## Request
Rewrite the lines of every entry below as a JSON list of strings, one string per line, leaving out blank lines.
[Data for processing start]
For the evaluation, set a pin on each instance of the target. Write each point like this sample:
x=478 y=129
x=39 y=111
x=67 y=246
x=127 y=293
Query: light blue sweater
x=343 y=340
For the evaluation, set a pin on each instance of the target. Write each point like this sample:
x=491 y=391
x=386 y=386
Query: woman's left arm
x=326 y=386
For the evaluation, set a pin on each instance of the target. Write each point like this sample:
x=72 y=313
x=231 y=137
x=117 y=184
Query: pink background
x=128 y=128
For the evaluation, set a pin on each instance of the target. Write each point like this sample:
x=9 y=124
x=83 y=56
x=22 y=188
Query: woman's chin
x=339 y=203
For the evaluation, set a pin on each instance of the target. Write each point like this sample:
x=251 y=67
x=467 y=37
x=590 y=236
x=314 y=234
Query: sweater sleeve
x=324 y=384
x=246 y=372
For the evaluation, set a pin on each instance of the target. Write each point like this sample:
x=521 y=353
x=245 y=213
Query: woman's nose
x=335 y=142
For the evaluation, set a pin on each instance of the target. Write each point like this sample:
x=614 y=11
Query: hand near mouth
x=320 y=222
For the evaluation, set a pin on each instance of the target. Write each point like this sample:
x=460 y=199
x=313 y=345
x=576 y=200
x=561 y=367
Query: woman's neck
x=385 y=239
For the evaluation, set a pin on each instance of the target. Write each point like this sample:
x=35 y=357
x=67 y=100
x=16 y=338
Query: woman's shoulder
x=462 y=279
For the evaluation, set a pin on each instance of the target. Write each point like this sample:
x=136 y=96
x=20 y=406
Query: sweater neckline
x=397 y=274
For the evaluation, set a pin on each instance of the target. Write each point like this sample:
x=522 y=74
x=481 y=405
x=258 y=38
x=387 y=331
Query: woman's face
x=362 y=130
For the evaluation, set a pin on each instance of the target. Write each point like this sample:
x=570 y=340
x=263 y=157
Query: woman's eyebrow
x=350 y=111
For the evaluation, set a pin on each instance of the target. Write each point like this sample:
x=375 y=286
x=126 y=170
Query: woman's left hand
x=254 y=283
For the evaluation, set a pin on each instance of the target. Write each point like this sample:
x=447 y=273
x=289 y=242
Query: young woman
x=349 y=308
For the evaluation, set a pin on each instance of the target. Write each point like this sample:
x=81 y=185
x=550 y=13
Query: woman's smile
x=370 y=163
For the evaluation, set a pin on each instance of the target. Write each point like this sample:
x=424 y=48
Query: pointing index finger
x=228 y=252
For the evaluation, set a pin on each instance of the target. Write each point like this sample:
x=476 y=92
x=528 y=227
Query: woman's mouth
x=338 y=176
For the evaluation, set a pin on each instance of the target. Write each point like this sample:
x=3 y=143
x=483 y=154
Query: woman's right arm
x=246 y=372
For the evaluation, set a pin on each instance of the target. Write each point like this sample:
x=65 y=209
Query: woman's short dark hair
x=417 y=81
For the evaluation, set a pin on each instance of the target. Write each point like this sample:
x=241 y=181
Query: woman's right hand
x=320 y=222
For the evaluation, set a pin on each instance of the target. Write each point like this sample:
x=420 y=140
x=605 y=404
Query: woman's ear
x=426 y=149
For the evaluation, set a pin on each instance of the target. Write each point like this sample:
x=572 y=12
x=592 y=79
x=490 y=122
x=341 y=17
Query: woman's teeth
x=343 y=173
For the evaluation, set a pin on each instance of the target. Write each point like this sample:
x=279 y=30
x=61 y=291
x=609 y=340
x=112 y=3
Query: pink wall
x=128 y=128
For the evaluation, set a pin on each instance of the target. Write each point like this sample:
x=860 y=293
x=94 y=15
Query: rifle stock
[Data for processing end]
## Complete answer
[
  "For the evaluation, set a pin on each instance of the target. Write each point like this sample:",
  "x=478 y=129",
  "x=39 y=111",
  "x=67 y=246",
  "x=127 y=293",
  "Query: light blue sweater",
  "x=343 y=340",
  "For the evaluation, set a pin on each instance of the target. Write each point like this sample:",
  "x=491 y=391",
  "x=386 y=386",
  "Query: woman's left arm",
  "x=326 y=386",
  "For the evaluation, set a pin on each instance of the target. Write each point like this sample:",
  "x=72 y=313",
  "x=231 y=137",
  "x=117 y=184",
  "Query: pink background",
  "x=128 y=128",
  "For the evaluation, set a pin on each instance of the target. Write each point like this sample:",
  "x=9 y=124",
  "x=83 y=56",
  "x=22 y=188",
  "Query: woman's chin",
  "x=339 y=203",
  "For the evaluation, set a pin on each instance of the target. Write each point like this sample:",
  "x=251 y=67",
  "x=467 y=37",
  "x=590 y=236",
  "x=314 y=234",
  "Query: sweater sleeve",
  "x=324 y=384",
  "x=246 y=372",
  "For the evaluation, set a pin on each instance of the target. Write each point like this sample:",
  "x=521 y=353",
  "x=245 y=213",
  "Query: woman's nose",
  "x=335 y=142",
  "For the evaluation, set a pin on each instance of the target. Write each point like this sample:",
  "x=614 y=11",
  "Query: hand near mouth",
  "x=320 y=222",
  "For the evaluation, set a pin on each instance of the target. Write each point like this sample:",
  "x=460 y=199",
  "x=313 y=345",
  "x=576 y=200",
  "x=561 y=367",
  "Query: woman's neck",
  "x=385 y=239",
  "For the evaluation, set a pin on each instance of the target. Write each point like this sample:",
  "x=35 y=357",
  "x=67 y=100",
  "x=16 y=338",
  "Query: woman's shoulder",
  "x=462 y=279",
  "For the evaluation, set a pin on each instance of the target. Write each point like this sample:",
  "x=136 y=96",
  "x=20 y=406",
  "Query: sweater neckline",
  "x=397 y=274",
  "For the evaluation, set a pin on each instance of the target. Write each point like this sample:",
  "x=522 y=74",
  "x=481 y=405",
  "x=258 y=38",
  "x=387 y=331",
  "Query: woman's face",
  "x=362 y=130",
  "For the evaluation, set a pin on each instance of the target. Write each point like this sample:",
  "x=570 y=340",
  "x=263 y=157",
  "Query: woman's eyebrow",
  "x=350 y=111",
  "For the evaluation, set a pin on each instance of the target. Write each point like this sample:",
  "x=375 y=286",
  "x=126 y=170",
  "Query: woman's left hand",
  "x=254 y=283",
  "For the evaluation, set a pin on each instance of the target. Write each point like this sample:",
  "x=447 y=273",
  "x=289 y=242",
  "Query: young woman",
  "x=349 y=308",
  "For the evaluation, set a pin on each instance of the target. Write each point like this sample:",
  "x=81 y=185",
  "x=550 y=13",
  "Query: woman's smile",
  "x=370 y=163",
  "For the evaluation, set a pin on each instance of the target. Write each point like this sample:",
  "x=424 y=48",
  "Query: pointing index finger",
  "x=228 y=252",
  "For the evaluation, set a pin on each instance of the target. Write each point like this sample:",
  "x=476 y=92",
  "x=528 y=227",
  "Query: woman's mouth",
  "x=338 y=176",
  "For the evaluation, set a pin on each instance of the target. Write each point like this sample:",
  "x=3 y=143",
  "x=483 y=154",
  "Query: woman's right arm",
  "x=246 y=372",
  "For the evaluation, set a pin on each instance of the target. Write each point like this sample:",
  "x=65 y=209",
  "Query: woman's short dark hair",
  "x=417 y=81",
  "For the evaluation, set a pin on each instance of the target. Write each point like this sample:",
  "x=241 y=181",
  "Query: woman's right hand",
  "x=320 y=222",
  "For the evaluation, set a pin on each instance of the target. Write each point like this sample:",
  "x=420 y=140",
  "x=605 y=404",
  "Query: woman's ear",
  "x=426 y=149",
  "For the evaluation, set a pin on each instance of the target. Write each point like this sample:",
  "x=572 y=12",
  "x=592 y=79",
  "x=490 y=122",
  "x=341 y=17",
  "Query: woman's teeth",
  "x=343 y=173",
  "For the evaluation, set a pin on each instance of the target. Write each point like this sample:",
  "x=279 y=30",
  "x=61 y=291",
  "x=609 y=340",
  "x=112 y=3",
  "Query: pink wall",
  "x=128 y=128",
  "For the evaluation, set a pin on each instance of the target. Write each point like this sample:",
  "x=860 y=293",
  "x=94 y=15",
  "Query: rifle stock"
]